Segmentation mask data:
-- Opening Marker --
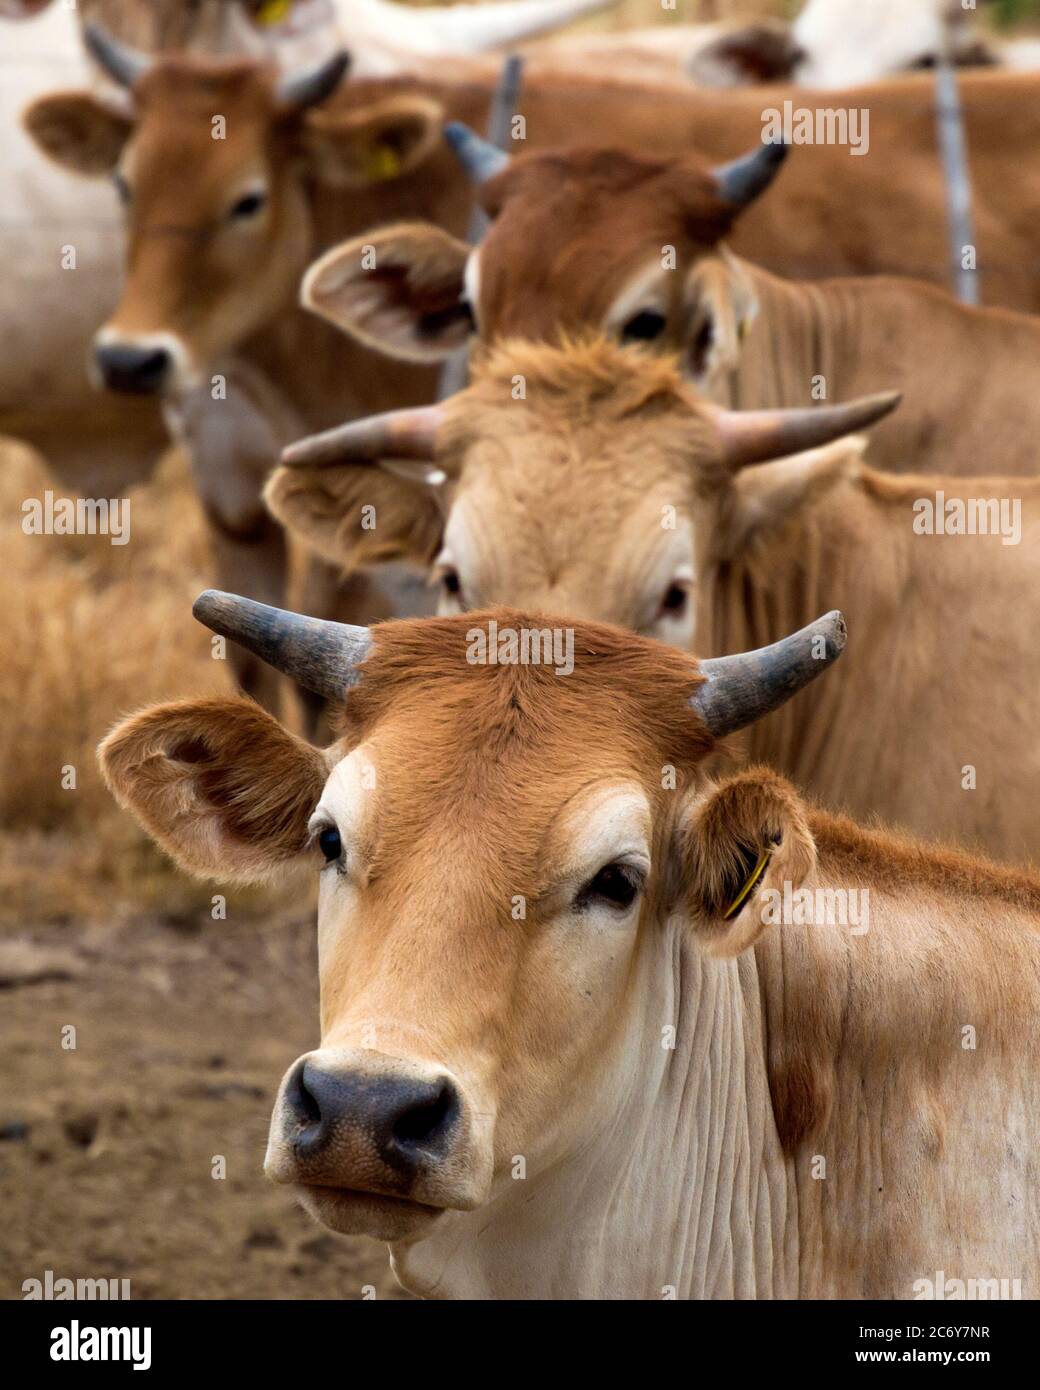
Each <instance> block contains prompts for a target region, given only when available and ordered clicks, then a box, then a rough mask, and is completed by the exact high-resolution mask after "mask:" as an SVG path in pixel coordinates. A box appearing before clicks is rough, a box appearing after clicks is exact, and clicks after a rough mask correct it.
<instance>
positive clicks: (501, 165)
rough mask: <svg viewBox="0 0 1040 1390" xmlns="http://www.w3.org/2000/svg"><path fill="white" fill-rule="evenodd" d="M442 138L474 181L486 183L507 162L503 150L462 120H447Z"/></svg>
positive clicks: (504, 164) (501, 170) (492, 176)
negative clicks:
-- Closing Marker --
Return every entry above exactly as written, minus the pictures.

Each <instance> block contains prompts for a target region, given only when available and ordered clicks, then a box, then a rough mask, and is completed by the exact high-resolution mask after "mask:" as an SVG path in pixel coordinates. A box appearing before clicks is rough, a box appearing after clicks is exact, and clicks after a rough mask correct it.
<instance>
positive clicks: (501, 165)
rough mask: <svg viewBox="0 0 1040 1390" xmlns="http://www.w3.org/2000/svg"><path fill="white" fill-rule="evenodd" d="M442 138L474 181L486 183L507 162L503 150L462 120H447Z"/></svg>
positive clicks: (504, 164) (501, 170) (492, 176)
negative clicks:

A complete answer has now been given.